→ **WHAT IS NEEDED**:
Could you set down exactly the lines in the records below between the line holding "all instances, own outline each" and the line holding "output: SVG path", inclusive?

→ **THE RECORDS**:
■ ■ ■ ■ ■ ■ ■

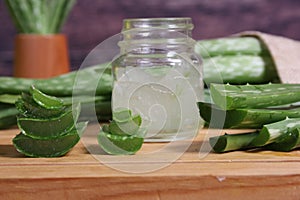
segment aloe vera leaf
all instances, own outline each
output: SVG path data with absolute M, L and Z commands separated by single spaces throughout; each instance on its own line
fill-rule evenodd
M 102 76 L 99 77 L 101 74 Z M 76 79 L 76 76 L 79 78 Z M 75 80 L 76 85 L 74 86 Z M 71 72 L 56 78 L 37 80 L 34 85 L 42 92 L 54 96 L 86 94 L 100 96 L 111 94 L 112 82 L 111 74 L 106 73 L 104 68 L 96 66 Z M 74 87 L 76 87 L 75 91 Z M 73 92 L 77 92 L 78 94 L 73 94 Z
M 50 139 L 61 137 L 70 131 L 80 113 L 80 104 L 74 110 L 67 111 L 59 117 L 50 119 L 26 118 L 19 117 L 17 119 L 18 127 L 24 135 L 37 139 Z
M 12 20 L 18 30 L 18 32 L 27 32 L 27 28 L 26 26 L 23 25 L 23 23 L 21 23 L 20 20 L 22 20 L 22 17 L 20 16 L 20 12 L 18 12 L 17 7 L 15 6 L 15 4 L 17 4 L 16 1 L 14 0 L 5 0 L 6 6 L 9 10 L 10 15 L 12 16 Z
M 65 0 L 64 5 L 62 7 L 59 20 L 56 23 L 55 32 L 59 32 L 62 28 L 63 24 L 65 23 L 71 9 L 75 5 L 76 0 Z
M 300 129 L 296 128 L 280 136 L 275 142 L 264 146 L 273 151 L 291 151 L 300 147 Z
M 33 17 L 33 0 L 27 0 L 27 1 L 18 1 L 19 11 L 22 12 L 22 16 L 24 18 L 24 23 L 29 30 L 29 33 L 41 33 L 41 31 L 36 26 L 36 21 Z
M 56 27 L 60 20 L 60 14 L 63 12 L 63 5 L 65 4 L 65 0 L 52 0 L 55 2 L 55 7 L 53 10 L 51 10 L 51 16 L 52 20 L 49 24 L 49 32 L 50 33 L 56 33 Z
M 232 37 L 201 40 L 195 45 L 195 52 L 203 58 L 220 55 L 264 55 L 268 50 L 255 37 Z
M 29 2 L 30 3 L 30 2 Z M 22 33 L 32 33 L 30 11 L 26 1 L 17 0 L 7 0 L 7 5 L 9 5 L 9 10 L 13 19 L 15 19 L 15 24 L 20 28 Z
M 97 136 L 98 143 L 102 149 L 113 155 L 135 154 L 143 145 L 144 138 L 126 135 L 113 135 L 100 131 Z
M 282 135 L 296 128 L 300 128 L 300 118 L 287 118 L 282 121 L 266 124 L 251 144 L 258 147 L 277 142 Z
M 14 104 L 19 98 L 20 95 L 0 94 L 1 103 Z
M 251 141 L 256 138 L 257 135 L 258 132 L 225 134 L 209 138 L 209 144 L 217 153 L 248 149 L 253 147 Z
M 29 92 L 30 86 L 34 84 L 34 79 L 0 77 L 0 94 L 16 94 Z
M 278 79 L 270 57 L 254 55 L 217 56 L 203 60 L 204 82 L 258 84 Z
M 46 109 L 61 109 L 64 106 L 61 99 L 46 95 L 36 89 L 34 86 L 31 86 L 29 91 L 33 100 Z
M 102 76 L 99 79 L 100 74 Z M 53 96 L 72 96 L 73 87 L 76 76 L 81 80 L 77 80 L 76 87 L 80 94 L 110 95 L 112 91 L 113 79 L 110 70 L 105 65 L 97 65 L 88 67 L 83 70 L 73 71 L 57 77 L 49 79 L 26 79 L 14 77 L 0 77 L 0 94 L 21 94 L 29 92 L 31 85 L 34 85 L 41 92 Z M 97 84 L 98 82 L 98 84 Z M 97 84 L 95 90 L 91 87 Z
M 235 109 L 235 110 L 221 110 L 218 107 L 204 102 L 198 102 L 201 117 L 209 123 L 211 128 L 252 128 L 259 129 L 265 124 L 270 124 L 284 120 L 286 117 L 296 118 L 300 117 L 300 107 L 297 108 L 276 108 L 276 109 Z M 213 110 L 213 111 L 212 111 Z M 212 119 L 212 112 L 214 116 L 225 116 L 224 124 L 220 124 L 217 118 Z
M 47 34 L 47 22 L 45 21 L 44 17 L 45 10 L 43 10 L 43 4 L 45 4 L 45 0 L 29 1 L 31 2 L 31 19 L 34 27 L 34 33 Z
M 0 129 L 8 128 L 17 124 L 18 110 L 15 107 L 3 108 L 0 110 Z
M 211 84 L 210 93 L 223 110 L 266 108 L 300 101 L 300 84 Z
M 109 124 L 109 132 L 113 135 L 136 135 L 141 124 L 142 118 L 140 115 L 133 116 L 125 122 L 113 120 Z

■ ■ ■ ■ ■ ■ ■

→ **SOLUTION FOR THIS PROBLEM**:
all instances, own outline each
output: SVG path data with absolute M, L and Z commands separated by single spaces throughout; each instance on its own line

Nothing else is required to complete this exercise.